(Collection entries)
****************************************
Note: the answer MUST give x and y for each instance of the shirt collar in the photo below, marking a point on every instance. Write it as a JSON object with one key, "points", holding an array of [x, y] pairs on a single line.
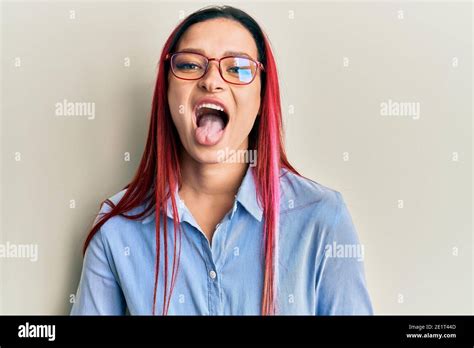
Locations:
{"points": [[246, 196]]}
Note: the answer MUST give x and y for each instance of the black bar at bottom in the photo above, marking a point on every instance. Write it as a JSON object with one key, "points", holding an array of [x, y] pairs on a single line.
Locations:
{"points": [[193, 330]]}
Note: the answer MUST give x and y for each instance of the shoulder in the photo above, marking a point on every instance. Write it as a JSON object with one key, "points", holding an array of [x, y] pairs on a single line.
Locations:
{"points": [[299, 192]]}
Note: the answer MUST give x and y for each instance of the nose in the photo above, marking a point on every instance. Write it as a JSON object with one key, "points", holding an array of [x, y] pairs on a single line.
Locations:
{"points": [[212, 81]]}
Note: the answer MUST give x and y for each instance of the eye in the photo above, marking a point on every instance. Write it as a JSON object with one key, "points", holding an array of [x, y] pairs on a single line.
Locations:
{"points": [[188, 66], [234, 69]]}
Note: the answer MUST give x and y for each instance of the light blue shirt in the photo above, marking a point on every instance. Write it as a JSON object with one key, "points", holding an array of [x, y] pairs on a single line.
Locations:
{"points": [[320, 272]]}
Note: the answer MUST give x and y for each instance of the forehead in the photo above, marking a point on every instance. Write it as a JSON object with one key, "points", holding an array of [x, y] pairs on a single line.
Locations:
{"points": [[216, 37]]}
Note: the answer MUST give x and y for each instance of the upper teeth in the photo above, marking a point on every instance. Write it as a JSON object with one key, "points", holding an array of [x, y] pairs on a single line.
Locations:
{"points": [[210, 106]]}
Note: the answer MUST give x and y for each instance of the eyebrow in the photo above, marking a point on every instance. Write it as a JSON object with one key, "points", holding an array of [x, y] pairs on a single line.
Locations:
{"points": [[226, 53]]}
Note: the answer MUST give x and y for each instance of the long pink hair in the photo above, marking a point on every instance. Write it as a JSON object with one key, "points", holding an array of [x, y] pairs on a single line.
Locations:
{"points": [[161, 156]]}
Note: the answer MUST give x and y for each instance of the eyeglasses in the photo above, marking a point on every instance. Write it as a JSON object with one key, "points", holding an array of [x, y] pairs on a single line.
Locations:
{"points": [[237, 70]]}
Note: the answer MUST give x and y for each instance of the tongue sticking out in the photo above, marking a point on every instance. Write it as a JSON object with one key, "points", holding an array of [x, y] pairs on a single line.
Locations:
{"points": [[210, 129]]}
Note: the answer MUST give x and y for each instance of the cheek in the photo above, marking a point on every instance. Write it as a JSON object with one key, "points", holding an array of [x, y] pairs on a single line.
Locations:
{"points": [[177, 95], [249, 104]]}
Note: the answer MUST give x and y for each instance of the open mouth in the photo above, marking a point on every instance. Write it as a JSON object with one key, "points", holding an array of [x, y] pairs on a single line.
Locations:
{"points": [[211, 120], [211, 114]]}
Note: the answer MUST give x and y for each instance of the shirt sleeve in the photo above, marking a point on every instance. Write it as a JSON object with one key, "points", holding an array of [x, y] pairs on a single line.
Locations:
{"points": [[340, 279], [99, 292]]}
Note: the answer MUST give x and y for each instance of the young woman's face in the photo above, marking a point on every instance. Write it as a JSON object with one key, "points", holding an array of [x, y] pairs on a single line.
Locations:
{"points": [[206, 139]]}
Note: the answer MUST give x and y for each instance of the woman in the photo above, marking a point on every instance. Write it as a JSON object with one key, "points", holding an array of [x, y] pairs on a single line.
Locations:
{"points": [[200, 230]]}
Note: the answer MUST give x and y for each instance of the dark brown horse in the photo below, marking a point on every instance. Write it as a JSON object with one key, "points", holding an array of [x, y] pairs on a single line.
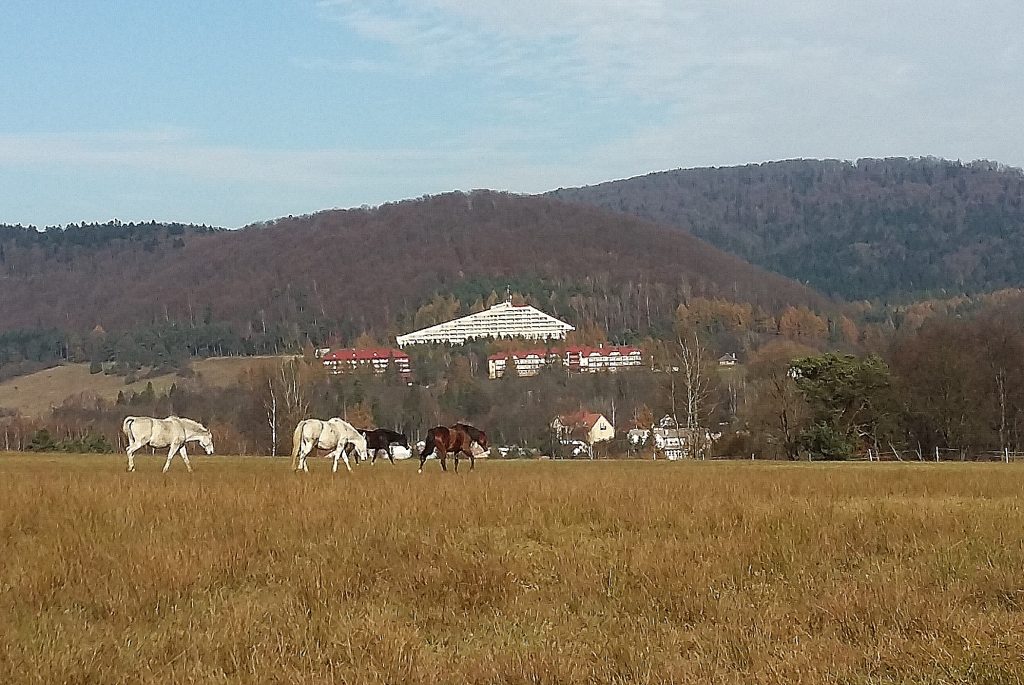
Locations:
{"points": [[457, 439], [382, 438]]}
****************************************
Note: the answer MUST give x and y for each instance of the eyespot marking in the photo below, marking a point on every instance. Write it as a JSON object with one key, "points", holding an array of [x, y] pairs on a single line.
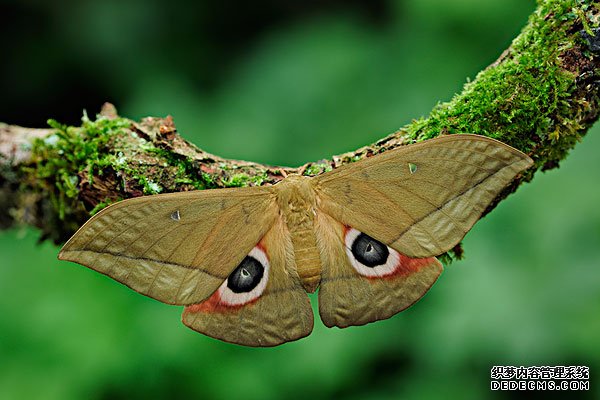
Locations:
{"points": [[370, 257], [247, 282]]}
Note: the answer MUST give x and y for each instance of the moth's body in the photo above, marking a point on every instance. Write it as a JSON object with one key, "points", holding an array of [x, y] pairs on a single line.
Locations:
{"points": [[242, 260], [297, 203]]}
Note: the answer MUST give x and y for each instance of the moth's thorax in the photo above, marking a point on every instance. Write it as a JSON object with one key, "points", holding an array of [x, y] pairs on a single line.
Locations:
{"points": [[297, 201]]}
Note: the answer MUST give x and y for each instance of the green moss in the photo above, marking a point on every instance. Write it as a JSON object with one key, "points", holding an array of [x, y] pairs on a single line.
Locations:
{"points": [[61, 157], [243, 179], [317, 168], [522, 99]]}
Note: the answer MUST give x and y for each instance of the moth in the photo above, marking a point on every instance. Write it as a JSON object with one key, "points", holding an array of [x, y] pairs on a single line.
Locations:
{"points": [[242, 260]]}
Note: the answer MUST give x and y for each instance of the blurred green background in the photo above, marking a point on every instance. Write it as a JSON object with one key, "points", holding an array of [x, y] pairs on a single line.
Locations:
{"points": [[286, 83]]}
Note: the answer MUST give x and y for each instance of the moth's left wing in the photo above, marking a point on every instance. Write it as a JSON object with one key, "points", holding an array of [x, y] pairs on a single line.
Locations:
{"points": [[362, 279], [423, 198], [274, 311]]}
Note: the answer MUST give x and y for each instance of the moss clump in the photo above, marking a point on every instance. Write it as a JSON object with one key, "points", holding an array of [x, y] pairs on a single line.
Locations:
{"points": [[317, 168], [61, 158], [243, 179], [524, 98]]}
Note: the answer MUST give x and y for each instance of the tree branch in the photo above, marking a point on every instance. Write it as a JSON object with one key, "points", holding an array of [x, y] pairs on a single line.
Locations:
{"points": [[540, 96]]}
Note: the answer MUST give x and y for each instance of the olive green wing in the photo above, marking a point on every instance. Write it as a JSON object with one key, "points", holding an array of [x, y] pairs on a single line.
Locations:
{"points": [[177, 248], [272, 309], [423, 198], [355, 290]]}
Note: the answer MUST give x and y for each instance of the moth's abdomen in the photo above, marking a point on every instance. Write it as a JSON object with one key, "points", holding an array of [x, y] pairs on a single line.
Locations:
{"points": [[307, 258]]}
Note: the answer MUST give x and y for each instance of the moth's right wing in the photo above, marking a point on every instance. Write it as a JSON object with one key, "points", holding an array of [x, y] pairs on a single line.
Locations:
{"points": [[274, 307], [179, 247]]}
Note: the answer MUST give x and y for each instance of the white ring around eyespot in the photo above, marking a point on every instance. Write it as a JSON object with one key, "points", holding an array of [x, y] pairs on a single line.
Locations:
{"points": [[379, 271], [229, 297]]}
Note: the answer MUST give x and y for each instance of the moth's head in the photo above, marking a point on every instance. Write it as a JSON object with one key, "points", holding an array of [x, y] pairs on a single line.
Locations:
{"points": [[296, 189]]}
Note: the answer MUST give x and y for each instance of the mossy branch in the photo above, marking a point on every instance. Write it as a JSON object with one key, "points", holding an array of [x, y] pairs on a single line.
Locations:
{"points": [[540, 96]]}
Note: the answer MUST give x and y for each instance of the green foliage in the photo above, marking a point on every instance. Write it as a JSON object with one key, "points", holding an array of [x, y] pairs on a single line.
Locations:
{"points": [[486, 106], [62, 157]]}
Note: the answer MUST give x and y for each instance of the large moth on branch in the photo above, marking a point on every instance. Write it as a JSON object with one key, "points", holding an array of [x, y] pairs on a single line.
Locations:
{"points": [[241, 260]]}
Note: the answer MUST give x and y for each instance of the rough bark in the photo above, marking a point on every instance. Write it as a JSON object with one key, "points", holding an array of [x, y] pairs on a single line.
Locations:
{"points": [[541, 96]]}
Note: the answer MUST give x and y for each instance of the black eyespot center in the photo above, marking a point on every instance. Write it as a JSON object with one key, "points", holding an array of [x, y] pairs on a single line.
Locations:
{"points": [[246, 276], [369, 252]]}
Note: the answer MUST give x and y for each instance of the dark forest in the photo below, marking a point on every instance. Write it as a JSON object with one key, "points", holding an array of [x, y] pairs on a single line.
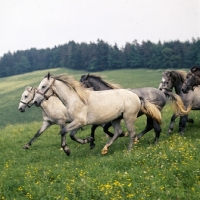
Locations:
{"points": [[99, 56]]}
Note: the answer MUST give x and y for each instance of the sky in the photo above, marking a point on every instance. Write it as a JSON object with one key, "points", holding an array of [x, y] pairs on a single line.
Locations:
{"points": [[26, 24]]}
****************************************
Problem statement
Locate each line above that contains the word "black" and copy those lines in full. Treat uppercase and lowercase as different.

Worked solution
Note: the answer MUST give x and y for each instance of the black bar at bottom in the photo above, marking a point on every instance. Write it as a JSON object with one key, "points", holding an array of [x, y] pairs on a single line.
Note: the answer MUST give x and y for each instance of the black eyespot center in the photo above, marking a point on every instance. Write it as a JSON object with one key, "points", holding an array of [x, y] pairs on a single line.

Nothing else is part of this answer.